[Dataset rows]
_ _ _ _ _ _ _

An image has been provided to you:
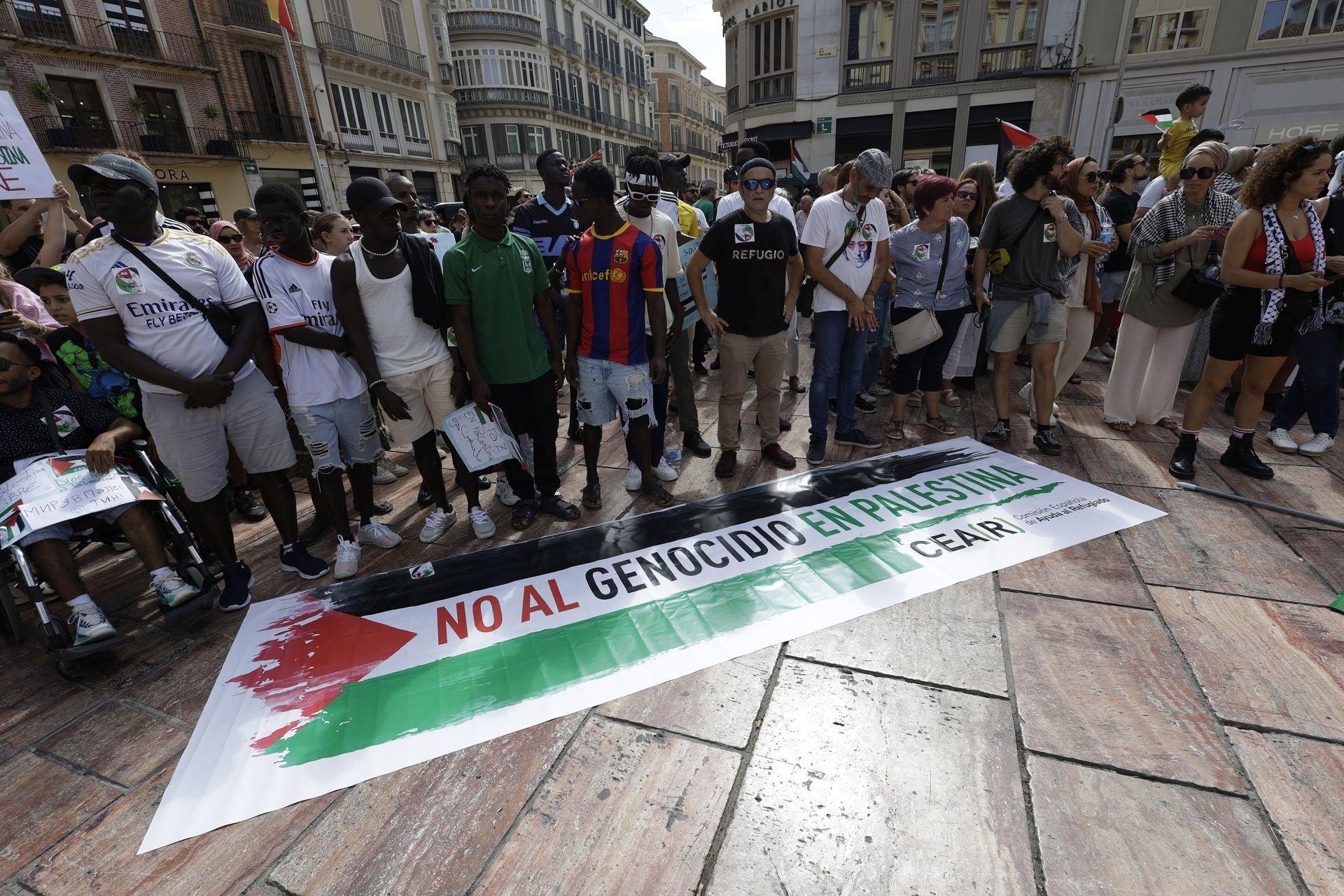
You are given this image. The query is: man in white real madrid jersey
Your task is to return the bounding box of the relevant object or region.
[64,155,328,610]
[253,183,402,579]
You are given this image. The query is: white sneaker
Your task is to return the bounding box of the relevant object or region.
[1297,433,1335,456]
[495,473,517,506]
[469,498,497,540]
[332,540,364,580]
[355,520,402,548]
[1268,430,1295,454]
[70,601,117,648]
[421,507,457,544]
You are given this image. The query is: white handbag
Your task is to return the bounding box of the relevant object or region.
[891,231,951,355]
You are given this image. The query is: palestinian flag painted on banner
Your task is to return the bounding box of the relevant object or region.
[789,140,812,183]
[140,438,1163,852]
[1140,108,1176,130]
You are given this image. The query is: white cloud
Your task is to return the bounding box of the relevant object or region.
[641,0,723,86]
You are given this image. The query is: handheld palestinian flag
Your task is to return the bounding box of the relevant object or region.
[1140,108,1176,130]
[789,140,812,183]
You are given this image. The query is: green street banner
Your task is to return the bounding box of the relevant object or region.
[140,438,1163,852]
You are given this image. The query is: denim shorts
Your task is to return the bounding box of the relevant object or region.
[289,392,383,473]
[578,355,653,426]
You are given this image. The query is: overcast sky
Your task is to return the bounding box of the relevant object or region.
[641,0,723,88]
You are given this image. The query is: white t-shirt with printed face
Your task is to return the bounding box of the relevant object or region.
[62,230,257,395]
[617,206,681,336]
[253,253,364,408]
[799,192,891,312]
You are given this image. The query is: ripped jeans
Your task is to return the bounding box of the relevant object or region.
[289,392,383,473]
[578,355,656,426]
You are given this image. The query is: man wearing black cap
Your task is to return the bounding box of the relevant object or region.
[332,177,495,544]
[64,155,328,610]
[234,206,266,258]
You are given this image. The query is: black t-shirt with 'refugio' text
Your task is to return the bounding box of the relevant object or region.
[700,208,798,336]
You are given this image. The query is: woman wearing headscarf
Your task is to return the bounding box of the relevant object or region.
[1105,142,1236,433]
[210,220,257,270]
[1018,156,1117,422]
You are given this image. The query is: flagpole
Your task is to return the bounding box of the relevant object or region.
[279,28,340,211]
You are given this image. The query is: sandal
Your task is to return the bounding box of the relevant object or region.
[512,501,536,532]
[640,479,676,506]
[536,494,580,523]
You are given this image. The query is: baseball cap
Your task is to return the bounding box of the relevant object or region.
[345,177,406,212]
[66,153,159,192]
[13,265,66,293]
[659,153,691,171]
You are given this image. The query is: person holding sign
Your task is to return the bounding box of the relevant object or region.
[0,333,200,648]
[444,165,580,529]
[564,162,672,509]
[687,158,802,478]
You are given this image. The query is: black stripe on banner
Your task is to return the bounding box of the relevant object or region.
[309,449,993,617]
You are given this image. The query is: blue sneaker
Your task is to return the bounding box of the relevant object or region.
[279,541,330,579]
[70,601,117,648]
[219,560,257,612]
[808,435,827,466]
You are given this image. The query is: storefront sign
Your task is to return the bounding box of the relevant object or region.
[140,438,1163,852]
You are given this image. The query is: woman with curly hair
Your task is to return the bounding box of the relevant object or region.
[1168,137,1332,479]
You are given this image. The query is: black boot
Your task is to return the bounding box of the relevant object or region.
[1167,433,1199,479]
[1220,433,1274,479]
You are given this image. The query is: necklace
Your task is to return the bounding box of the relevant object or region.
[359,239,402,258]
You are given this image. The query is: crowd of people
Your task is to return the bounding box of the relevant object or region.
[0,88,1344,643]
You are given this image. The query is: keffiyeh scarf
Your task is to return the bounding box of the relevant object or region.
[1133,187,1238,289]
[1254,199,1325,345]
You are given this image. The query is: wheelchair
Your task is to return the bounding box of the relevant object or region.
[0,440,218,680]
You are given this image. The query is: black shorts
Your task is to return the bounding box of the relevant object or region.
[1208,286,1297,361]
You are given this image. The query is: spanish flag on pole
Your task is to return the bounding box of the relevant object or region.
[266,0,294,38]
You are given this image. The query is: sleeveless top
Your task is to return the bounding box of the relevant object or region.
[349,241,449,377]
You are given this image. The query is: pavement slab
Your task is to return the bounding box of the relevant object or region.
[1028,756,1298,896]
[1002,594,1242,791]
[786,575,1008,696]
[709,659,1036,896]
[1153,589,1344,741]
[1227,728,1344,896]
[473,716,741,896]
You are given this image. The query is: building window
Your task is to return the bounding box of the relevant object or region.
[750,15,793,104]
[1255,0,1344,41]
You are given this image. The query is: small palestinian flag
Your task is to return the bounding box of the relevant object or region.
[1140,108,1176,130]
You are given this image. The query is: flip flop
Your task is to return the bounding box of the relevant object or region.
[536,494,580,522]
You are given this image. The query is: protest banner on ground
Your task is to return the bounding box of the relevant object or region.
[140,438,1163,852]
[0,90,57,199]
[0,450,162,548]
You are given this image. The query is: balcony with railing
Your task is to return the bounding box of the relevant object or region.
[453,88,551,108]
[0,0,215,69]
[840,60,891,92]
[447,9,542,41]
[28,115,247,158]
[313,22,428,76]
[225,0,279,36]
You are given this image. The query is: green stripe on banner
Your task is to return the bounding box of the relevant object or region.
[263,482,1062,766]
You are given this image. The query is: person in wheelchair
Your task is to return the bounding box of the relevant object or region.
[0,333,200,646]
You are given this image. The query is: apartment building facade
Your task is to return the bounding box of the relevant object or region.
[714,0,1080,174]
[445,0,653,191]
[644,34,727,186]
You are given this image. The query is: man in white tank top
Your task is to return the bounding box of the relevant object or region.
[332,177,495,544]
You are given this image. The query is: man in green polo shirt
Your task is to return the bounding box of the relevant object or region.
[444,165,580,529]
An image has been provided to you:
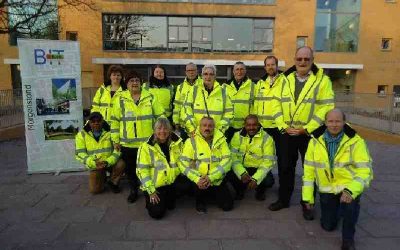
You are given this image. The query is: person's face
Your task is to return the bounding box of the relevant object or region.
[154,68,164,80]
[202,68,215,88]
[185,64,197,80]
[233,64,246,81]
[89,118,103,131]
[264,58,278,76]
[294,48,314,76]
[244,119,260,136]
[154,126,171,143]
[325,111,345,136]
[200,119,215,139]
[110,72,122,84]
[126,77,142,92]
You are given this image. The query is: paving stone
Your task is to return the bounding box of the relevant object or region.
[358,219,400,238]
[222,239,287,250]
[246,220,307,239]
[186,220,248,239]
[127,220,186,240]
[57,222,127,243]
[84,241,153,250]
[0,223,66,244]
[153,240,220,250]
[46,207,105,222]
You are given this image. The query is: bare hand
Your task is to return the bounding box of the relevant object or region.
[149,192,160,204]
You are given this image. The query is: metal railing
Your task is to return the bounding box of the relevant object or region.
[0,87,400,134]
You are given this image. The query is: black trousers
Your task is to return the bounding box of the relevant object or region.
[121,147,140,190]
[278,134,310,205]
[194,180,233,211]
[144,184,175,220]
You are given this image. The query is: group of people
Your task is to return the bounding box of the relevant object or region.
[76,47,372,249]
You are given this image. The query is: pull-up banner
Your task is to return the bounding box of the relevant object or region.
[18,39,83,173]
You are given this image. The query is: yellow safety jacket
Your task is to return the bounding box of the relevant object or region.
[275,65,334,133]
[252,74,284,128]
[111,89,164,148]
[75,122,121,169]
[90,83,123,124]
[180,129,232,186]
[136,133,183,194]
[302,125,373,204]
[223,77,256,129]
[172,76,202,127]
[230,128,276,184]
[184,81,233,133]
[143,83,174,117]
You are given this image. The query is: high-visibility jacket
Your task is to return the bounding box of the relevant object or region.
[302,125,373,204]
[230,128,276,184]
[180,129,232,186]
[172,77,202,127]
[223,78,256,129]
[252,74,284,128]
[136,133,183,194]
[90,84,123,124]
[275,65,334,133]
[111,89,164,148]
[143,83,174,117]
[75,122,120,169]
[184,81,233,133]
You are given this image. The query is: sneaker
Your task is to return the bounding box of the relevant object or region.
[268,200,289,211]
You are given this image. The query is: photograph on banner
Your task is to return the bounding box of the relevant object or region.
[43,120,79,141]
[36,98,69,115]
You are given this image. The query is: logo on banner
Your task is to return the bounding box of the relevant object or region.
[34,49,64,65]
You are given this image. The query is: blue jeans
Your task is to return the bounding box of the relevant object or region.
[319,193,360,240]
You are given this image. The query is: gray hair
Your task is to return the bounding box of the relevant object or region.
[201,64,217,75]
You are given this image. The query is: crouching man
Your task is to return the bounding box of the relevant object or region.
[75,112,125,194]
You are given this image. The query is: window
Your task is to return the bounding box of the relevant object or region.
[381,38,392,51]
[103,14,274,52]
[296,36,308,48]
[314,0,361,52]
[65,31,78,41]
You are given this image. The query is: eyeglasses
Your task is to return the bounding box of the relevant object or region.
[296,57,311,62]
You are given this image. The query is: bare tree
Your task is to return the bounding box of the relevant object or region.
[0,0,97,36]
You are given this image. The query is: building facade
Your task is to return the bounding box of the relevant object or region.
[0,0,400,94]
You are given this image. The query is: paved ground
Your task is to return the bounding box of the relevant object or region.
[0,139,400,250]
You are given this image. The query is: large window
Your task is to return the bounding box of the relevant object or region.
[314,0,361,52]
[103,14,274,52]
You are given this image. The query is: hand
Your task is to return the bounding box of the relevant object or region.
[240,173,251,184]
[247,179,257,189]
[149,192,160,204]
[340,191,353,203]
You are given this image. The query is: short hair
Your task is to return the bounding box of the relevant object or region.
[154,117,172,131]
[264,56,279,67]
[201,64,217,75]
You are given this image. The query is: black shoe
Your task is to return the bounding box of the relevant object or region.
[268,200,289,211]
[127,189,138,203]
[342,240,356,250]
[107,181,121,194]
[196,202,207,214]
[256,192,266,201]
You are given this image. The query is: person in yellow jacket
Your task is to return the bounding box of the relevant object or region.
[75,112,125,194]
[223,62,256,143]
[184,65,233,136]
[111,71,164,203]
[143,65,174,121]
[180,116,233,213]
[302,109,373,249]
[90,65,126,124]
[172,62,201,140]
[136,117,183,219]
[230,115,276,201]
[268,47,334,211]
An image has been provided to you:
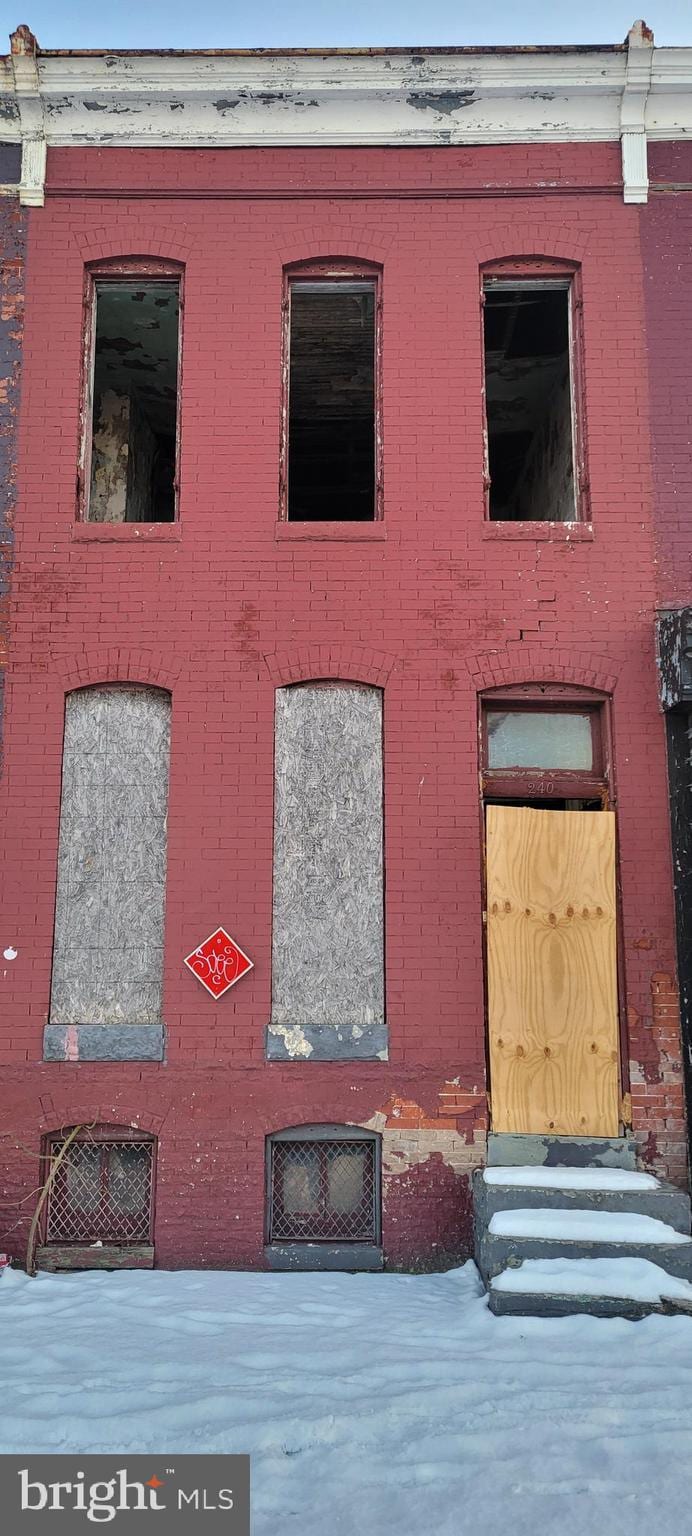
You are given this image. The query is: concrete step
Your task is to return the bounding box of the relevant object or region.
[488,1132,637,1170]
[488,1258,692,1319]
[473,1167,690,1235]
[488,1287,692,1322]
[476,1212,692,1286]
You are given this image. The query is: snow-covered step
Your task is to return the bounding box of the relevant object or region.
[489,1206,692,1247]
[476,1206,692,1284]
[489,1258,692,1318]
[474,1164,690,1233]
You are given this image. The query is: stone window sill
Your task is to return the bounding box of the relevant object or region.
[264,1243,384,1272]
[275,522,387,544]
[72,522,181,544]
[37,1243,153,1273]
[482,522,594,544]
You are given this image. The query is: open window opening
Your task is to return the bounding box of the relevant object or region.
[480,687,609,811]
[267,1126,381,1246]
[483,276,578,522]
[282,272,377,522]
[86,275,180,522]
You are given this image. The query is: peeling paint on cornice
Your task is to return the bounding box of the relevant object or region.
[0,22,692,204]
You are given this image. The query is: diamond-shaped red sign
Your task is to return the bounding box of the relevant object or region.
[186,928,253,997]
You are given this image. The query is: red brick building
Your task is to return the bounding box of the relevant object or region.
[0,29,692,1267]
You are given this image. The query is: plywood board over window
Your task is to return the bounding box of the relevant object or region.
[486,805,618,1137]
[51,687,170,1025]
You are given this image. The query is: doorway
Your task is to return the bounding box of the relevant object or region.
[482,690,620,1137]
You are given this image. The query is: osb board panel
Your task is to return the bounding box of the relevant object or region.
[486,805,618,1137]
[51,687,170,1025]
[272,684,384,1031]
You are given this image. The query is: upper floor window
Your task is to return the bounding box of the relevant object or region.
[80,261,181,522]
[483,263,588,522]
[281,264,381,522]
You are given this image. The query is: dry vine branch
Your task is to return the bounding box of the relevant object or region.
[26,1126,83,1275]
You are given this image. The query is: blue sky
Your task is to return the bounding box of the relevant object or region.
[9,0,692,51]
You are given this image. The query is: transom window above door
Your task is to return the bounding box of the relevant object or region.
[480,688,606,799]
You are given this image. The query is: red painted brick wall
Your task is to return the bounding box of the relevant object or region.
[2,144,684,1266]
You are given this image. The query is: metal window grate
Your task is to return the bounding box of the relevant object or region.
[270,1138,377,1243]
[46,1141,153,1243]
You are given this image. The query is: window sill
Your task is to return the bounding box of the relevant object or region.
[275,521,387,544]
[37,1243,153,1273]
[43,1025,166,1061]
[264,1243,384,1273]
[482,522,594,544]
[72,522,181,544]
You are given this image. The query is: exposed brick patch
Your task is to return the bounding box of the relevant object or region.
[465,644,618,694]
[631,971,687,1187]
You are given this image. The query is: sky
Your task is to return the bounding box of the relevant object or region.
[9,0,692,51]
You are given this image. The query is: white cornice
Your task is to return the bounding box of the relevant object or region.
[0,23,692,203]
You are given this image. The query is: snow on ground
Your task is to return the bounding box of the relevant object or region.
[0,1264,692,1536]
[488,1206,690,1247]
[483,1164,661,1190]
[491,1258,692,1304]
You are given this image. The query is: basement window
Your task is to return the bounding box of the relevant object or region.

_ _ _ _ _ _ _

* EXERCISE OBJECTIVE
Which lines in the material above contain the string "window"? Pick out each one and copy it in full.

* RESPONSE TO THIS EXERCISE
You are given this image. The query is: building window
You are given this image. The query is: window
You are given this image. The query is: large window
You are given this image. The query is: stone window sill
You are given this image. The query is: open window opening
You are given this image. The query is: plywood board over window
You are given this image. The query is: upper floor window
You are given this image. The query is: transom window above door
You are given this image. The query is: metal window grate
You are given this image. The query is: window sill
You are given this image. The query is: basement window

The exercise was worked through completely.